The present paper contributes to the discussion on local heat transitions by exploring the interaction of actors and institutions in bioenergy villages via a qualitative in-depth exploratory multiple case study design. Exploratory case studies are suitable when “investigat[ing] distinct phenomena characterized by a lack of detailed preliminary research” (Mills et al. 2010, p. 372). Given the persistent “black box” that encompasses the role of local actor constellations and entrepreneurship in the heat transition outlined above, we use a research design and methods that allow us to generate hypotheses (Mills et al. 2010; Yin 2014). The data examined in this paper (see 3.2) are part of a larger qualitative study on bioenergy villages in which 16 in-depth semi-structured interviews were conducted with representatives of five bioenergy villages in the spring of 2022.

3.1 Studying bioenergy villages

We focus on bioenergy villages that are registered with the Agency for Renewable Raw Materials in order to ensure that our cases meet the following criteria:

  • At least 50% of the energy demand must be covered by bioenergy that is produced regionally, thereby increasing the local added value.

  • Citizens must be involved in the decision-making process and must actively support the idea of the bioenergy village.

  • Bioenergy plants must be at least partially owned by heat customers or local farmers.

  • Measures of energy efficiency and energy saving must be regularly reviewed and implemented.

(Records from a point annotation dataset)
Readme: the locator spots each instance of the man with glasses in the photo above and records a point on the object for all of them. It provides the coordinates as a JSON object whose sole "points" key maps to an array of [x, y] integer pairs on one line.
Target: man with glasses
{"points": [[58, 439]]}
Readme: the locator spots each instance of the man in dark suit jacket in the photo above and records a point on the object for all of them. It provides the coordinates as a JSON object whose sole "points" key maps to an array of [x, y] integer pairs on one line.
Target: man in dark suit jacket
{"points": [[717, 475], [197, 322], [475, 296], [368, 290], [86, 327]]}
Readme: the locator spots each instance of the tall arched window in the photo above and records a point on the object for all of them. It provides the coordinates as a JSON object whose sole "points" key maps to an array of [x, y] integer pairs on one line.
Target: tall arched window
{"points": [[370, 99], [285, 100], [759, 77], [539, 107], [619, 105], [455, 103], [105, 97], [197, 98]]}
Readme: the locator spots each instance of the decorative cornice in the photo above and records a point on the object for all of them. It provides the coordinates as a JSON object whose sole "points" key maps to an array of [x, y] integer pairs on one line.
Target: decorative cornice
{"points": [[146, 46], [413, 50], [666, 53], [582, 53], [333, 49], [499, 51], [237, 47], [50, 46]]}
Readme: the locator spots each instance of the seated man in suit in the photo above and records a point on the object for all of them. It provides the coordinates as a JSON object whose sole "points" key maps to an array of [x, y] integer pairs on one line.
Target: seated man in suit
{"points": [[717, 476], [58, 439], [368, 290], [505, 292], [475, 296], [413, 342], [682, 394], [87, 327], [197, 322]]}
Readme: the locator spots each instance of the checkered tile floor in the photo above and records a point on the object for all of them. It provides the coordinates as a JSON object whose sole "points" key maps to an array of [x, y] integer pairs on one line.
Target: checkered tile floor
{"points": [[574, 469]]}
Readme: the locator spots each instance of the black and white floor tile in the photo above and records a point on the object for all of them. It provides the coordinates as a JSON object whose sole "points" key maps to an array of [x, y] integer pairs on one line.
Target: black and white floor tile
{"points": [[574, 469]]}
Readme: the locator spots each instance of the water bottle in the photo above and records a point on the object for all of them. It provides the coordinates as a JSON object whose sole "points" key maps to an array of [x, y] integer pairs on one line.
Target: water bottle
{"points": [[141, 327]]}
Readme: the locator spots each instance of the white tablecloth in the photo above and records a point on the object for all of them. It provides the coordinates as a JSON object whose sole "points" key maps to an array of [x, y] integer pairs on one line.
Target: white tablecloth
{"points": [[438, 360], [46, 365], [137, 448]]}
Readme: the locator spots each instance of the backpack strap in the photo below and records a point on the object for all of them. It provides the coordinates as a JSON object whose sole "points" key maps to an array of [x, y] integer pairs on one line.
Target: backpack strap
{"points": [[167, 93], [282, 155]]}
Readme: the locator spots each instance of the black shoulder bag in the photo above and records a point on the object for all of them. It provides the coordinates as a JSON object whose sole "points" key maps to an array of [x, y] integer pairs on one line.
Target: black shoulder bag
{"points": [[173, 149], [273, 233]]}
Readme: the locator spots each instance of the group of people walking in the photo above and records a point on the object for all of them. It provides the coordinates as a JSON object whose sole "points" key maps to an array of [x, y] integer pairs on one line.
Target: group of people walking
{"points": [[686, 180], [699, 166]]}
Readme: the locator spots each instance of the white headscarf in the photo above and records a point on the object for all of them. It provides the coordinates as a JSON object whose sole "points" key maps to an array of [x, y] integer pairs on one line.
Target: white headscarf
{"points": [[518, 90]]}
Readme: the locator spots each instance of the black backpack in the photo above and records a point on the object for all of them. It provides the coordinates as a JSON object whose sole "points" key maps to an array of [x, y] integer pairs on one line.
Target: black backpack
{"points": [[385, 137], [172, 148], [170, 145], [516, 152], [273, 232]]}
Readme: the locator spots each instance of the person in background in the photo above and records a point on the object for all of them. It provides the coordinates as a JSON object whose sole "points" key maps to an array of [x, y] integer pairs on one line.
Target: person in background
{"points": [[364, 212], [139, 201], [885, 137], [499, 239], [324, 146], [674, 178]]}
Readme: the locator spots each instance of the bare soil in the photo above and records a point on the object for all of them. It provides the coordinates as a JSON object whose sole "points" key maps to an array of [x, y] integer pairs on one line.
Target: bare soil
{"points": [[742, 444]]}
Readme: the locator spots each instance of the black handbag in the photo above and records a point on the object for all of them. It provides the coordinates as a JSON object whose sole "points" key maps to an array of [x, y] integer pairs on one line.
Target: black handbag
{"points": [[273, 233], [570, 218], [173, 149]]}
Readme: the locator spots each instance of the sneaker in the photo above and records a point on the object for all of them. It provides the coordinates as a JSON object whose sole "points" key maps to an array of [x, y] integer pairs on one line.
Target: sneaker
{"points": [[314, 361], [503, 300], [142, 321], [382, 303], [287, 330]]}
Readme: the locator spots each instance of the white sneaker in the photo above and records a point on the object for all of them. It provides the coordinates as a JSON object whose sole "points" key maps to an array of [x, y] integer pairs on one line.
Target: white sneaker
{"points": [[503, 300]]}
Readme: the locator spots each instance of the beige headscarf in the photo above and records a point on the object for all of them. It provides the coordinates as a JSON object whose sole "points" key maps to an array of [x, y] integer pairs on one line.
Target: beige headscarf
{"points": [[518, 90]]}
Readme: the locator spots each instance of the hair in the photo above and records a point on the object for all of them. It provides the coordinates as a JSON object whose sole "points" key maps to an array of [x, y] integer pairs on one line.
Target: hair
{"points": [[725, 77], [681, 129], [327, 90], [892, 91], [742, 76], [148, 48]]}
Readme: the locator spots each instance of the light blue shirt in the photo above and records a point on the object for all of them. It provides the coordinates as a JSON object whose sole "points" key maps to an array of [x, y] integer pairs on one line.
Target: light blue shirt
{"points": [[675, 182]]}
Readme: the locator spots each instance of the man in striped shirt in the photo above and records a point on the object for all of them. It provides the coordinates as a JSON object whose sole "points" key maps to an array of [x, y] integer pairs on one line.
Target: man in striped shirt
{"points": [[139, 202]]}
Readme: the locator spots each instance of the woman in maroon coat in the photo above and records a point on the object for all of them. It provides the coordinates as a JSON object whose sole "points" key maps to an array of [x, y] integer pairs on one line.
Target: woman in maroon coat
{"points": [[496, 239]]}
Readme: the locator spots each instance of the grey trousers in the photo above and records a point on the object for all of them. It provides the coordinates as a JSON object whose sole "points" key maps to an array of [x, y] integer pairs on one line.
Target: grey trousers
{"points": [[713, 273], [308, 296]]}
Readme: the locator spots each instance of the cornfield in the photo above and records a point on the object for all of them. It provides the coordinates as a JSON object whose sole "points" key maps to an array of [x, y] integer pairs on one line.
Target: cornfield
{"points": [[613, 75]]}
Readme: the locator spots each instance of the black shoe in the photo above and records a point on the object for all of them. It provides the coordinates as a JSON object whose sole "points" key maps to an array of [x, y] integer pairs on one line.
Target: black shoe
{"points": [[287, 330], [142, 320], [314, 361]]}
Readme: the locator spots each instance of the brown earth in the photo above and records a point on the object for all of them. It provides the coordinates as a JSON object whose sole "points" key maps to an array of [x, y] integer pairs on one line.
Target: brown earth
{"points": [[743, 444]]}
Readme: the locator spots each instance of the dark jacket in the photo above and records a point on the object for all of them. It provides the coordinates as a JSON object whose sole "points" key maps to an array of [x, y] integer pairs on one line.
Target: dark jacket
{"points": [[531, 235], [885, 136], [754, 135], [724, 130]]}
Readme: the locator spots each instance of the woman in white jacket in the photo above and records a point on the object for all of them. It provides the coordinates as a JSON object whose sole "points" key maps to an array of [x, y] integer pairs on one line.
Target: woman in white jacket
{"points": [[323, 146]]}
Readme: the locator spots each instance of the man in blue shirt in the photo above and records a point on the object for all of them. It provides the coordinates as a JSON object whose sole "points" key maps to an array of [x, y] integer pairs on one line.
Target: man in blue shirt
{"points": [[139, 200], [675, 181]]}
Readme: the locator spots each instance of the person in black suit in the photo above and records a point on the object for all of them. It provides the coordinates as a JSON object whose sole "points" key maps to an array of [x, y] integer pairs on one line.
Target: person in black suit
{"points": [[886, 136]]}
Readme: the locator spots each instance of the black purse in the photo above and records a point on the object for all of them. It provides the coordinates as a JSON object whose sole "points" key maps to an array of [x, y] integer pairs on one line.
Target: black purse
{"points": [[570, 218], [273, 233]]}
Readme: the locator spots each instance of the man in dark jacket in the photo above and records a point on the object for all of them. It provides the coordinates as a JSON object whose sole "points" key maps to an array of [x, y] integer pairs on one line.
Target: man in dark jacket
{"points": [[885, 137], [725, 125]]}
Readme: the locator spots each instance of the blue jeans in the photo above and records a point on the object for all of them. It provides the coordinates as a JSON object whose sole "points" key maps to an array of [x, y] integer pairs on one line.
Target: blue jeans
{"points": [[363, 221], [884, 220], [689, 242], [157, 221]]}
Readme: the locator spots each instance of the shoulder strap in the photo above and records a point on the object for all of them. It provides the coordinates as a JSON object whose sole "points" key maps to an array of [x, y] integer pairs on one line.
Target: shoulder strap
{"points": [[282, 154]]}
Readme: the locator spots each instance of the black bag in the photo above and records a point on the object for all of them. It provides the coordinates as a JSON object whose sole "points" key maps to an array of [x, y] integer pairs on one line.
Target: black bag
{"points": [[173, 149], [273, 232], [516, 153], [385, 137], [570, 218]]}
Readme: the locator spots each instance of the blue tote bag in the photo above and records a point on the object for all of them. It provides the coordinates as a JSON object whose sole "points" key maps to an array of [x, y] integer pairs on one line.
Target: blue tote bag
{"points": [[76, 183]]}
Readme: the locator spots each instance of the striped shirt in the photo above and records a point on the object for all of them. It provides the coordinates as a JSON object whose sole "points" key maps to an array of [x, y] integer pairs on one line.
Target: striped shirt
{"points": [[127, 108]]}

→ WORK TO DO:
**1)** Please summarize the bioenergy villages passage in two sentences.
**2)** Carry the bioenergy villages passage forward from its final sentence.
This material is separate from the bioenergy villages passage.

→ RESULTS BY TASK:
**1)** The paper explores how actors and institutions interact in bioenergy villages through a qualitative exploratory multiple case study, using data from a larger study in which 16 semi-structured interviews were held with representatives of five bioenergy villages in spring 2022. The cases are bioenergy villages registered with the Agency for Renewable Raw Materials, which must cover at least half their energy demand with regionally produced bioenergy, involve citizens in decisions, have plants at least partly owned by heat customers or local farmers, and regularly review and implement efficiency and energy-saving measures.

**2)**
  • Other forms of renewable energy can also be used (FNR 2023).

We take the fulfilment of these criteria as an indicator of the contribution of a bioenergy village to the German heat transition, which is examined in detail below. Given the exploratory nature of our study, the selection of cases was based on the similarity of the dependent variable (Lauth et al. 2015, pp. 65–66). The independent variables are the conditions that led a bioenergy village to contribute to the heat transition, which are represented by actors and institutions (as explained in Sect. 2).

For the case selection, two different federal states were chosen in order to analyse possible influences at the regional level. Baden-Württemberg and Mecklenburg-Vorpommern were of particular interest as they differ significantly not only in terms of structural characteristics, but also in terms of the number of existing bioenergy villages, as shown in Table 1.

Table 1 Regional structure of the bioenergy villages

In a second step, we identified typical bioenergy villages in Mecklenburg-Vorpommern (Northern Germany) and Baden-Württemberg (Southern Germany) using the FNR database, which contains datasheets on all registered bioenergy villages. Four criteria were defined for the selection of typical cases:

  • The bioenergy village must have or have had a biogas plant.

  • The biogas plant must have been commissioned before 2012.

  • The number of residents in the bioenergy village must range from 300 to 2300.

  • The bioenergy village must be located in different districts.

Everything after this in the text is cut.